TEXT FOR ANALYSIS -
Spending for a healthy India

March 09, 2012 01:31 am | Updated December 04, 2021 10:49 pm IST

An increase in public expenditure on health from an estimated 1.4 per cent of GDP to 2.5 per cent by the end of the Twelfth Plan can, if it is used wisely, bring about a revolution in health care. Prime Minister Manmohan Singh's resolve to boost government spending can potentially make high quality care accessible to all. Universal health coverage, including cashless treatment, is to be achieved through greater expenditure and a system of strong regulatory oversight outlined by the Planning Commission's High Level Expert Group (HLEG). Arguably, with a significant increase in public funding, India can move towards its own model of Britain's famed National Health Service. There is some scepticism about the country's ability to shift to a good tax-funded plan for universal health coverage, but as the HLEG points out, the trajectory of economic growth makes this the opportune moment. Apprehensions raised by special interests against health reform are, naturally, self-serving and should not cloud the vision. What should be borne in mind is that the HLEG has not suggested the scrapping of the private health sector but its participation in the UHC plan on a contracted-in basis, with tight monitoring of costs and protocols.

DATA EXTRACTS -
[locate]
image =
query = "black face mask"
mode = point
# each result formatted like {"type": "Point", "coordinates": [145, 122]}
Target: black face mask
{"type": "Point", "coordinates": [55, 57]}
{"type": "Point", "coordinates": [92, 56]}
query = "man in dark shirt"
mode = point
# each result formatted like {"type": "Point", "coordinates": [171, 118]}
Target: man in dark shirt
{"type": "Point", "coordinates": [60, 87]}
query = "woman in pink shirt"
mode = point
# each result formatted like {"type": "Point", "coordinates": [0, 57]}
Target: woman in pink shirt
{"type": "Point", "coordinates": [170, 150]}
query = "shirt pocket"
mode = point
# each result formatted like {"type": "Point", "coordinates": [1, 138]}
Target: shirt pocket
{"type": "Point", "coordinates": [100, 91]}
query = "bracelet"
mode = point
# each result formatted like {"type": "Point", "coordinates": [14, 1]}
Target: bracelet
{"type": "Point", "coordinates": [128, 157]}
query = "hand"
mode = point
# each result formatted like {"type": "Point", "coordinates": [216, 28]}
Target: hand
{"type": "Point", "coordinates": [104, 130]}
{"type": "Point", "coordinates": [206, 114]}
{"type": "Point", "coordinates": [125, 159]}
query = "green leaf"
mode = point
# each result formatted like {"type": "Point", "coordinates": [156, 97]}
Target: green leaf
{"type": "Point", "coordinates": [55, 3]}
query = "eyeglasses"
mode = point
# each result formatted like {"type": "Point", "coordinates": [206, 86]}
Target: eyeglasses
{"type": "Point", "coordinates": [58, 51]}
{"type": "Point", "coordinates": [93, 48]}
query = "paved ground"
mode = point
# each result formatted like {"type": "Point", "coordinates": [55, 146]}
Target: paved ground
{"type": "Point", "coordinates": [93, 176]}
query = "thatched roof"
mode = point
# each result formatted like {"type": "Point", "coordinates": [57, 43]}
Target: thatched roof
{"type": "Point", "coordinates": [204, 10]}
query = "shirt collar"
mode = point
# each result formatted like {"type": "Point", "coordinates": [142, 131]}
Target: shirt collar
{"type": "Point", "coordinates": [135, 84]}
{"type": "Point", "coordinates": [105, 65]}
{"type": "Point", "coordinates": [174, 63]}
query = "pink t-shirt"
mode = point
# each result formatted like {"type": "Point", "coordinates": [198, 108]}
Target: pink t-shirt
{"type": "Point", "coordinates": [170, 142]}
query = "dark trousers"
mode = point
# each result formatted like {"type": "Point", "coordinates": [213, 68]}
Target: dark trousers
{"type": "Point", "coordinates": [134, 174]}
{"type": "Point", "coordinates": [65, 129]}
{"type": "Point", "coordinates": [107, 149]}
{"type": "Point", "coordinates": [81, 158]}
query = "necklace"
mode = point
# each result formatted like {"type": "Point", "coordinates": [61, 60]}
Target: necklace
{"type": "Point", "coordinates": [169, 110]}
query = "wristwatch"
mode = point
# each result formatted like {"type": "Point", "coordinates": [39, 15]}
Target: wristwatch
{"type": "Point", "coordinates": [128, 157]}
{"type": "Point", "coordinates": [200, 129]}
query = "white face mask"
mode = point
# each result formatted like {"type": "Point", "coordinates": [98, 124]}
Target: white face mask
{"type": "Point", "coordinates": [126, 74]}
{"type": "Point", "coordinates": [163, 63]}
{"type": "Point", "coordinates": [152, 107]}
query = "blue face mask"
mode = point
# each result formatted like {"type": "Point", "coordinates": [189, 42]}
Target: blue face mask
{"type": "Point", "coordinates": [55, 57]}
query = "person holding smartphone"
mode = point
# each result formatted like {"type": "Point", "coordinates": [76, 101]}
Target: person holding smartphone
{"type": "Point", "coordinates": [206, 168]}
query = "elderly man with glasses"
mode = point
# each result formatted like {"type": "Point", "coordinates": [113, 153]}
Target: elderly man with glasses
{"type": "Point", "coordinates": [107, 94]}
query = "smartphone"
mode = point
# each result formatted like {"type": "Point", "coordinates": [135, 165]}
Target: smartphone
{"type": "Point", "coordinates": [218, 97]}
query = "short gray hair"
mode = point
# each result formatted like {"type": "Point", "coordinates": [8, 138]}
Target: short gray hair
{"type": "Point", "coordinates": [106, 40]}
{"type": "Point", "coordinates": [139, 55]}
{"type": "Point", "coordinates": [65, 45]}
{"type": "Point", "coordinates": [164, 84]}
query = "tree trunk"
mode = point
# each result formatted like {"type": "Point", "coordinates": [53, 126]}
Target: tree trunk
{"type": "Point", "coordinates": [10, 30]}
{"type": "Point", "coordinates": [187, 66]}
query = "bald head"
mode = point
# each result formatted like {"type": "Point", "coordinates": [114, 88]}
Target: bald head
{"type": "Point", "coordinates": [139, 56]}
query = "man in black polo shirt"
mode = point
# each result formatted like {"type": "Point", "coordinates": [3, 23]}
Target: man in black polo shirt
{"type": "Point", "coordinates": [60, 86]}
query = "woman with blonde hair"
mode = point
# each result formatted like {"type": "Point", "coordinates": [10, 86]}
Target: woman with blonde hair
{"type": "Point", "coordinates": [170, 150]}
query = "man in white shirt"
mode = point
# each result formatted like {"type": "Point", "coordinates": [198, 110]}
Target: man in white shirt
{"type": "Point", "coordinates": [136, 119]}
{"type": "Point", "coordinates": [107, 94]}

EXERCISE AIM -
List every abbreviation that appears in the paragraph of the health spending editorial that begins "An increase in public expenditure".

REPLY TO THE EXERCISE -
GDP, HLEG, UHC